[Objectif de l'exercice]:
Poursuivez l'entretien avec le Pr Jean-Jacques Eledjam sur les urgences hospitalières, à la suite de sa dernière phrase.
━━ Extrait du texte ━━
Urgences hospitalières : le témoignage du Pr Jean-Jacques Eledjam
Le professeur Jean-Jacques Eledjam a passé six ans à la tête du service des urgences du CHRU de Montpellier*. Il a ouvert les portes de son service aux caméras de 24H aux Urgences, la nouvelle série-documentaire de TF1. Anesthésiste-réanimateur de formation, il a découvert aux Urgences un personnel impliqué, dynamique et volontaire qu’il a toujours souhaité valoriser afin de montrer au grand public la qualité du travail fourni par ses équipes.
Que représente la direction d’un tel service ?
Le pôle des urgences comprend à la fois l’urgence pré-hospitalière (tous les soins pratiqués avant l’arrivée à l’hôpital), l’accueil, puis tout ce qui est rattaché aux soins, de la radiologie à la P 9 psychiatrie, en passant par la médecine légale… Le pôle compte plus de 750 personnes à superviser, dont une centaine de médecins. Aux Urgences, nous accueillons plus de 100 000 personnes en moyenne chaque année.
Quelles sont les qualités professionnelles et humaines requises pour travailler dans ce domaine si particulier ?
Il faut avoir une âme d’explorateur, d’anthropologue. Lorsque l’on exerce dans des domaines comme l’anesthésie, ma spécialité d’origine, les patients changent chaque jour mais les gestes restent les mêmes. En revanche, les urgentistes doivent apprécier la diversité des situations des patients accueillis, être en demande de nouveauté et s’intéresser aux autres.
Ce métier est aussi source de pression physique et psychologique. Comment gérez-vous ces difficultés ?
Aux Urgences, on a l’impression de sauver des vies, de jouer son rôle de soignant. Cela peut être extrêmement satisfaisant, mais notre quotidien est aussi compliqué, difficile, fatigant. Aucune garde ne ressemble à la précédente, et chaque jour passé aux Urgences est différent. L’urgence n’est pas le plus perturbant, car on est pris par le geste technique. Le plus difficile reste la violence de certains patients sous pression. Pour décompresser, les membres du personnel débriefent entre eux dès qu’ils bénéficient d’un moment de liberté. Cette «psychothérapie de groupe» est essentielle car la prise en charge des patients et le manque de reconnaissance dont souffre ce service sont parfois très pénibles à vivre. Les Urgences sont la vitrine de l’hôpital, et pourtant, elles n’ont pas tout à fait trouvé leur place.
━━━
━━ Items extraits ━━
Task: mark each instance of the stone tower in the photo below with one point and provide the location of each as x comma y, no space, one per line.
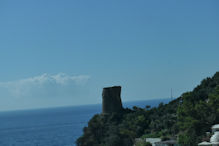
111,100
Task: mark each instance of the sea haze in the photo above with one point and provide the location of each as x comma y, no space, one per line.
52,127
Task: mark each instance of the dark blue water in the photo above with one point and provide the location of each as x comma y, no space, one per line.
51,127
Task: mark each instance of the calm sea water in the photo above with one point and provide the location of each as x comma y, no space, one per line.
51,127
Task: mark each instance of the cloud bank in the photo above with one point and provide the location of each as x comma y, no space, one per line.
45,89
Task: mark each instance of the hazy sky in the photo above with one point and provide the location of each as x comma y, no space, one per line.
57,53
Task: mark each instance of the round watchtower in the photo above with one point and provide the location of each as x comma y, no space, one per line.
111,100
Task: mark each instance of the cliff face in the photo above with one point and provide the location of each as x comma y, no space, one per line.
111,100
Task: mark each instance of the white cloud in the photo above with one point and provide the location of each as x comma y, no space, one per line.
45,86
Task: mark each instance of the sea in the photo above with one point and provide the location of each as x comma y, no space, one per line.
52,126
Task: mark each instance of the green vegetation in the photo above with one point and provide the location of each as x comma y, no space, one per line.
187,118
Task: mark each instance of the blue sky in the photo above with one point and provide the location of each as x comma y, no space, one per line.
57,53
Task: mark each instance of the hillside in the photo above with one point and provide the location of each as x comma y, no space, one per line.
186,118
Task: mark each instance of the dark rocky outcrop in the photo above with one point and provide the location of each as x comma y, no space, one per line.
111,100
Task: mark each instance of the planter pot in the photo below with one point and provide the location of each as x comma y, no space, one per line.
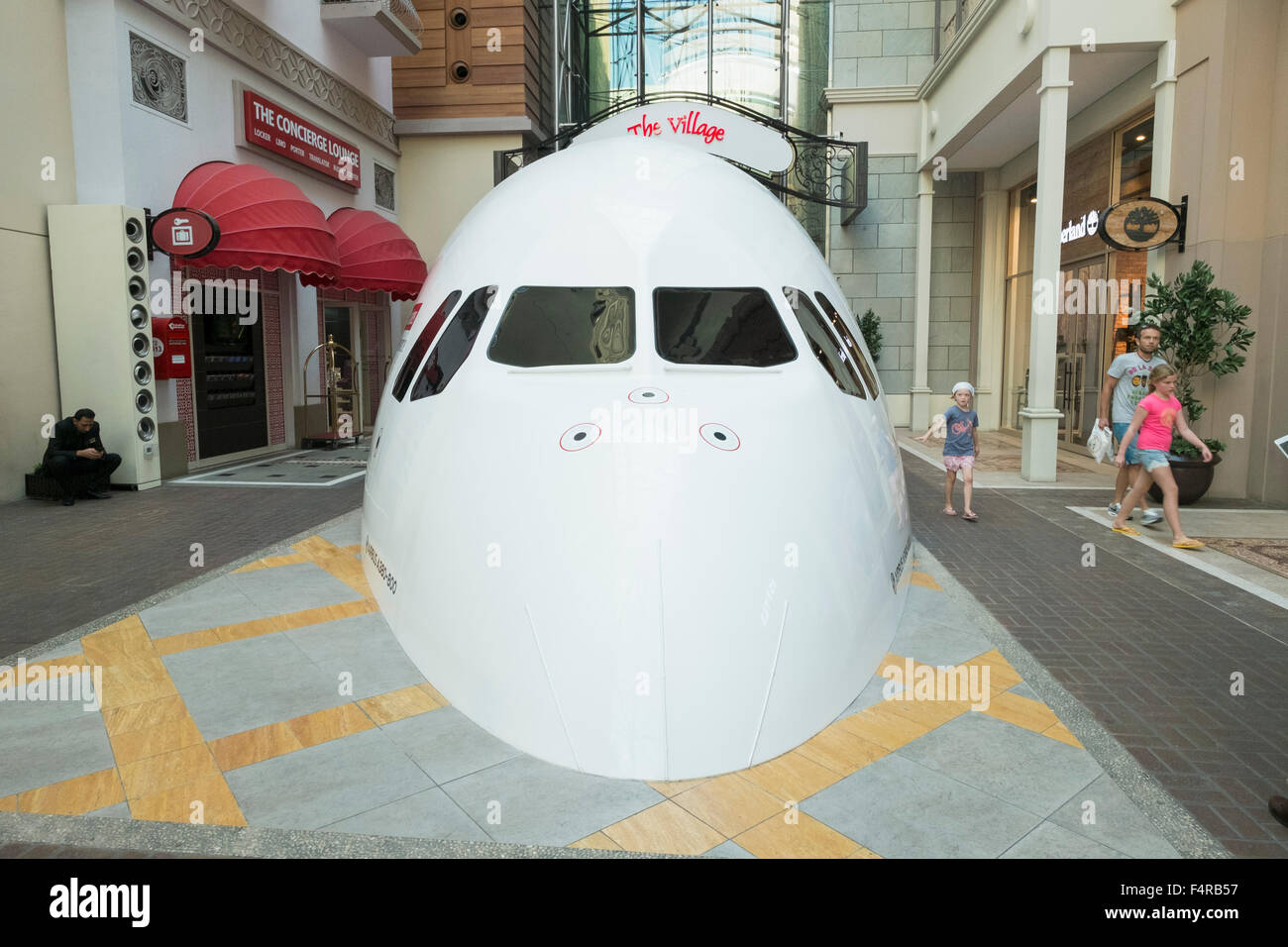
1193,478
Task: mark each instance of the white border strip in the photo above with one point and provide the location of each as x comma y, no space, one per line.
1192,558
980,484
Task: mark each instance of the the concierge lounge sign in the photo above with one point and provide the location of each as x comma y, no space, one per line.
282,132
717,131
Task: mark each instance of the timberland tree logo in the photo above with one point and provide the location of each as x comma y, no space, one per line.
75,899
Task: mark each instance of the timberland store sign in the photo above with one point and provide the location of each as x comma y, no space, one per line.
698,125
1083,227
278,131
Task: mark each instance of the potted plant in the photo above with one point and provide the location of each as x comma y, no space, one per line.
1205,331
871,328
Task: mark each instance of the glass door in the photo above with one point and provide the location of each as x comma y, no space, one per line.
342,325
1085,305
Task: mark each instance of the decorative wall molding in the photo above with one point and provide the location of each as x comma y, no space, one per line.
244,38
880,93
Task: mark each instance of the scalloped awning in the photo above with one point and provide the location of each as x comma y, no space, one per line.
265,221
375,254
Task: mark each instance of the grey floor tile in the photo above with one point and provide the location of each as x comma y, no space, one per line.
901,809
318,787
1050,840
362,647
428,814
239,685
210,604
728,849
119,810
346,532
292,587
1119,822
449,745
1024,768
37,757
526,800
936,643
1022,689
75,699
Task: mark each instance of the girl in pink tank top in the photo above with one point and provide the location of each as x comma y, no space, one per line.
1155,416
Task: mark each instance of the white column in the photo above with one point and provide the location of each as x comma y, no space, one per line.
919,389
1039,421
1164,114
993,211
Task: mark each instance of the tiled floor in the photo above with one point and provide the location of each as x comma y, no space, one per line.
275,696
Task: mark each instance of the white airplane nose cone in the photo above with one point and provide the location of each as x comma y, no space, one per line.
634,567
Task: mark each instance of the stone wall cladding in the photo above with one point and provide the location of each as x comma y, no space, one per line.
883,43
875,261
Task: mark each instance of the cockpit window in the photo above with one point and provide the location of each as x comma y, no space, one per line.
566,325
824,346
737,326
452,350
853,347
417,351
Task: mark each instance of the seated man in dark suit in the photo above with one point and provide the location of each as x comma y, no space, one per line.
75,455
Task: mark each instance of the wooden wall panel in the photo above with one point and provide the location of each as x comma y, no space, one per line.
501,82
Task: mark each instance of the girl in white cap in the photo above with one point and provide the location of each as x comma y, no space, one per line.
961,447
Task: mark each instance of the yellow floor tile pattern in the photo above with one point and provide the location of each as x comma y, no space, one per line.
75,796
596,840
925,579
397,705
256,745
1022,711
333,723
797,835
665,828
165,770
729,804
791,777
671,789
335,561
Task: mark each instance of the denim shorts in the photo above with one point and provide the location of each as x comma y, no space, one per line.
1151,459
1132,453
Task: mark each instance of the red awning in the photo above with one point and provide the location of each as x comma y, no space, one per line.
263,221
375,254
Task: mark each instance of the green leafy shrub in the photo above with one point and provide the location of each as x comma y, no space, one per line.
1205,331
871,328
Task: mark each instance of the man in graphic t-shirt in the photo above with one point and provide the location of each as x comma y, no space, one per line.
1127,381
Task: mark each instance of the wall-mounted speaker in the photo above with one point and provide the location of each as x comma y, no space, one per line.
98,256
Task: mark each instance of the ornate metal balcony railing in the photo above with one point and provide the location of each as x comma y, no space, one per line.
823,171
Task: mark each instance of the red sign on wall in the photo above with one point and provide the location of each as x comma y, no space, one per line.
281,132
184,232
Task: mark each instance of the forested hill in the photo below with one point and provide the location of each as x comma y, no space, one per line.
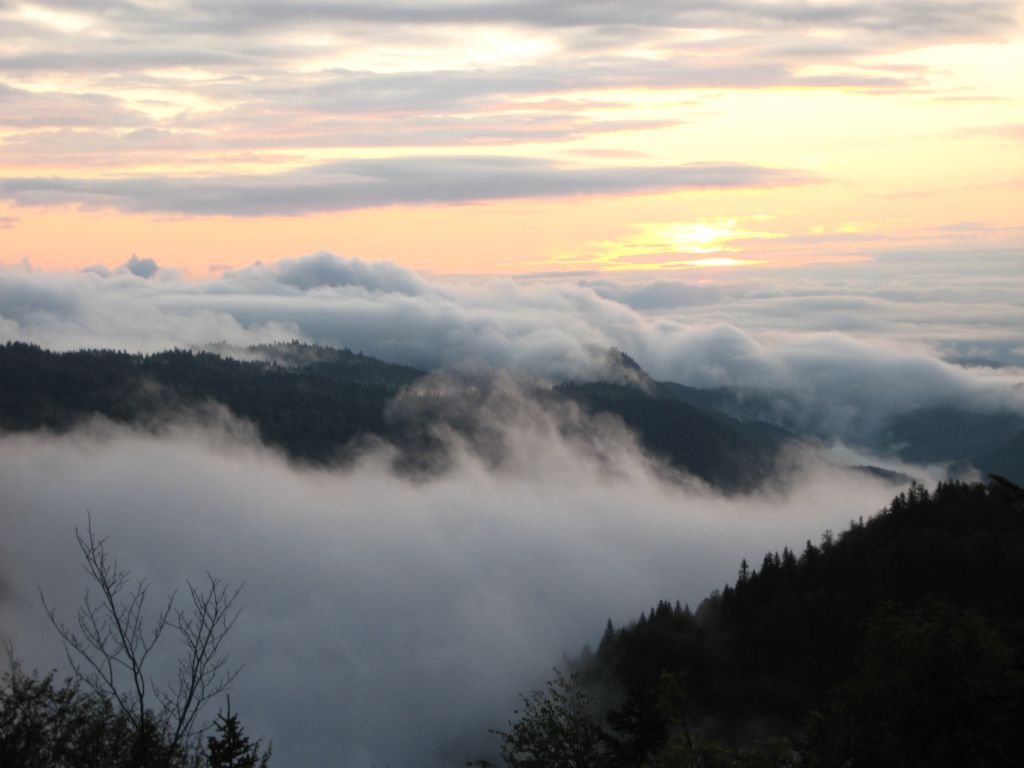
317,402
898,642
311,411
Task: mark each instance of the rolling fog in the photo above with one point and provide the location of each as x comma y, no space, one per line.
━━━
[Réponse proposée]:
A quoi est dû ce manque de reconnaissance ?
Les Urgences ne sont reconnues comme une spécialité que depuis 2004. Auparavant, l’essentiel du personnel était composé de généralistes. Avec ce changement, nous gagnons en compétences et en respectabilité. En conséquence, leur image évolue un peu. Aujourd’hui, la qualité du service des urgences est vraiment mise en avant. De plus, les Urgences sont un lieu de passage quasi obligatoire : ouvertes 24h/24, gratuites, elles deviennent populaires.
Pourquoi avoir accepté les caméras au sein de votre établissement ?
Je m’attache depuis toujours à faire connaître cette spécialité et à la valoriser, en mettant en avant ses acteurs, ceux qui s’impliquent tous les jours pour les autres. 24H aux Urgences poursuivait exactement cette même volonté. Lorsque l’on nous a proposé d’avoir un regard extérieur, sans sensiblerie et attaché au personnel des Urgences, je n’ai pas hésité. Nous avons eu affaire à de véritables professionnels. Aujourd’hui, je leur suis infiniment reconnaissant, car ils vont montrer la réalité.
Vous occupez désormais le poste de consultant**. Les Urgences vous manquent-elles ?
Depuis septembre, je suis effectivement davantage dans la philosophie que dans l’opérationnel ! Cependant, je suis toujours en charge de missions au sein du Centre Hospitalier Régional et Universitaire de Montpellier. Je suis également très impliqué dans l’humanitaire, à la Croix-Rouge française : ce n’est pas un hasard. Selon moi, on ne quitte jamais vraiment son métier. Pour autant, je ne parlerais pas de vocation, simplement d’une certaine forme de détermination.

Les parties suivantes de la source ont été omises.